Data entries
————————
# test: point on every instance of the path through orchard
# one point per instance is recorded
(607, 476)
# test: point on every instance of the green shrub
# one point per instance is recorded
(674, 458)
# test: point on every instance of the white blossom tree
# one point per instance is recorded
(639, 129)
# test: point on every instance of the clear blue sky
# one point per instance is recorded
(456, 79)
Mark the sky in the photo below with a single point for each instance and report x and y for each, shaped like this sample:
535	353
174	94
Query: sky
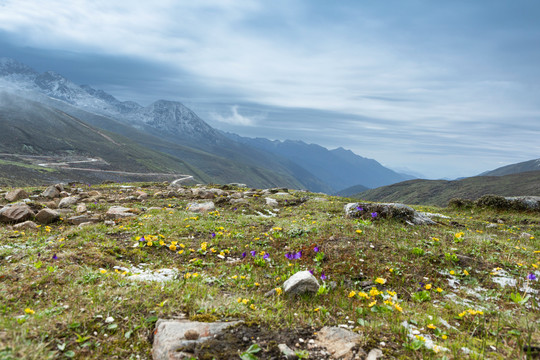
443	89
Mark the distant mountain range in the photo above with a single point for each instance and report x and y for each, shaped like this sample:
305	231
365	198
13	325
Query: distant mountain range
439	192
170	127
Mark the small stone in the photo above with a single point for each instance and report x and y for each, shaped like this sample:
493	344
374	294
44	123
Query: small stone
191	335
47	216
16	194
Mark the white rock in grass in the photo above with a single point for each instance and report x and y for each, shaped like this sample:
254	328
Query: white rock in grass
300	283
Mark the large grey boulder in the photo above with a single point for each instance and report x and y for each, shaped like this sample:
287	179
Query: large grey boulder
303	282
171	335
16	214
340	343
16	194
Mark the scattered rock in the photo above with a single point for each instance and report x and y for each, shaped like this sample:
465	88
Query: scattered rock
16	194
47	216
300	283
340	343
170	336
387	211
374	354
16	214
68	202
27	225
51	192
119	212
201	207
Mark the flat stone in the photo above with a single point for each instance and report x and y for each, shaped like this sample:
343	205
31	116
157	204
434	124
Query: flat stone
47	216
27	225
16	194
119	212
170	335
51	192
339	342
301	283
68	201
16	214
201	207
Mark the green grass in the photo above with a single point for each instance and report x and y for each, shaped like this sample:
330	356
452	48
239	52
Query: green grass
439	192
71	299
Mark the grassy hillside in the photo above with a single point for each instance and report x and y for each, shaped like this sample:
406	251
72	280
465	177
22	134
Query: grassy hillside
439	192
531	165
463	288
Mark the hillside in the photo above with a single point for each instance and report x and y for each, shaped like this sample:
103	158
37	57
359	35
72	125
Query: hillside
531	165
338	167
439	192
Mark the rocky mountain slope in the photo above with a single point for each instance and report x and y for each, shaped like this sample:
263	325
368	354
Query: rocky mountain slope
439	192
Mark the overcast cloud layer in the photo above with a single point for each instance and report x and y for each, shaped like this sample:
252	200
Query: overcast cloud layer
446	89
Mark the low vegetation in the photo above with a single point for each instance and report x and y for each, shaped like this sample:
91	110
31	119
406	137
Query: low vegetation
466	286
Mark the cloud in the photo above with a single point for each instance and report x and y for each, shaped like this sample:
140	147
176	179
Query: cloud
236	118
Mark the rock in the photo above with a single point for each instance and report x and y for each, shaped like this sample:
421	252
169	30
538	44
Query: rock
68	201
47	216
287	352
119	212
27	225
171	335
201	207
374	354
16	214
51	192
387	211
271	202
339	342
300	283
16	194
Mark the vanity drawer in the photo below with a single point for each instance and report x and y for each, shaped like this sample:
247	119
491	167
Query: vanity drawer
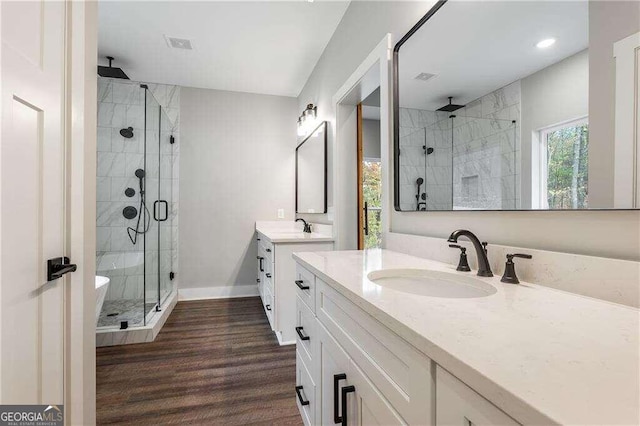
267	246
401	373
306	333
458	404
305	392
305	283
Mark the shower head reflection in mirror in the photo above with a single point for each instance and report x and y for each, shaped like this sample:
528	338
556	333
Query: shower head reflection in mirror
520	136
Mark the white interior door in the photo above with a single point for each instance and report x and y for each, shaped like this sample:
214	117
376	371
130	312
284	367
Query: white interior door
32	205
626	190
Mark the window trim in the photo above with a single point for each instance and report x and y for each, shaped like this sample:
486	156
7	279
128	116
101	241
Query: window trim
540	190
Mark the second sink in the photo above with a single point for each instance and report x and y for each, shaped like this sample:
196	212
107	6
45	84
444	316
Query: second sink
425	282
————————
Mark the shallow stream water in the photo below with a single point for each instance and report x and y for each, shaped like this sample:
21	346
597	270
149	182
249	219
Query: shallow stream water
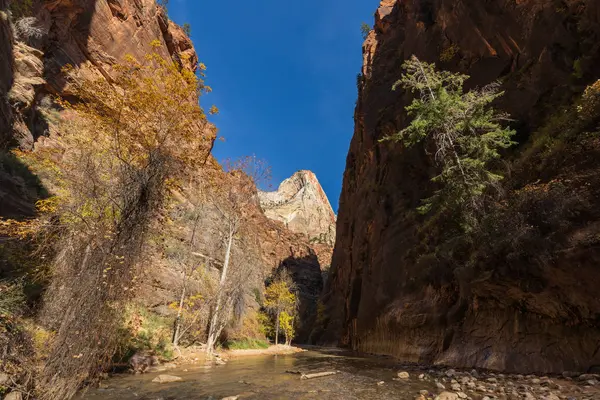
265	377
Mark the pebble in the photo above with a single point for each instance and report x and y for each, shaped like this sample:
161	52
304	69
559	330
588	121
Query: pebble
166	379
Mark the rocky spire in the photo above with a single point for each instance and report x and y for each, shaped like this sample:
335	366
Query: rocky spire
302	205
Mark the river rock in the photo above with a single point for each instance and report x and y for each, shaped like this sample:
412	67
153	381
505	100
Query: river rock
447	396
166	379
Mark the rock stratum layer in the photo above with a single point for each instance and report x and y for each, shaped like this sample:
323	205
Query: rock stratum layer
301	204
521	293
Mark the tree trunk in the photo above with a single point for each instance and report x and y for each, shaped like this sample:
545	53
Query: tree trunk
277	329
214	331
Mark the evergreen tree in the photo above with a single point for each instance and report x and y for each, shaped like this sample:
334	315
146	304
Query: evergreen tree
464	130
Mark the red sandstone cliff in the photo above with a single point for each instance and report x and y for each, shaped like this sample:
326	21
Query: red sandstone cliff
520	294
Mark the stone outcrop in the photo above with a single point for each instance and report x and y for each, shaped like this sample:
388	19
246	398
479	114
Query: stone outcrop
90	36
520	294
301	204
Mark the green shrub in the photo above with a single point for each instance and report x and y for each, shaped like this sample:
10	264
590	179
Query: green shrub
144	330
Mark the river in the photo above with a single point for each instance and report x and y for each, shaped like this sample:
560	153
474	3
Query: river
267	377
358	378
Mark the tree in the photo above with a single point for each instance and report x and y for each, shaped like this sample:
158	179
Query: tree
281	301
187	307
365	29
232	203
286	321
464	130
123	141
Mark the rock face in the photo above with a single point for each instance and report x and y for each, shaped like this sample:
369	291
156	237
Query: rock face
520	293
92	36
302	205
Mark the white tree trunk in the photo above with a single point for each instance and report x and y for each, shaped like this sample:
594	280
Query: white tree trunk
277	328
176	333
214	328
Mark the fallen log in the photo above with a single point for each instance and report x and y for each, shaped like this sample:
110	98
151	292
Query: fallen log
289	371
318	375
————————
- Request -
Tally the lines of the records that contain the string "door", and give only that number.

- Written response -
2